Data records

++++++++++++++++++++

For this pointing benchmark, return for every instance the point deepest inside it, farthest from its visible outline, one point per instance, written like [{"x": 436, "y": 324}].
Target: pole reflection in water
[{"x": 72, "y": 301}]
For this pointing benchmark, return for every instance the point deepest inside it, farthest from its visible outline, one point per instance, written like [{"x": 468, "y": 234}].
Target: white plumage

++++++++++++++++++++

- [What is asked]: Please write out every line of the records above, word for word.

- [Right answer]:
For this pointing benchmark, return for every instance the point deepest inside it, farthest from its visible outline, one point per instance, written like [{"x": 436, "y": 324}].
Target: pole reflection in water
[{"x": 72, "y": 301}]
For this pointing benchmark, return for every instance the point deepest inside it, farthest from its visible outline, one point per instance, written like [{"x": 468, "y": 234}].
Target: white plumage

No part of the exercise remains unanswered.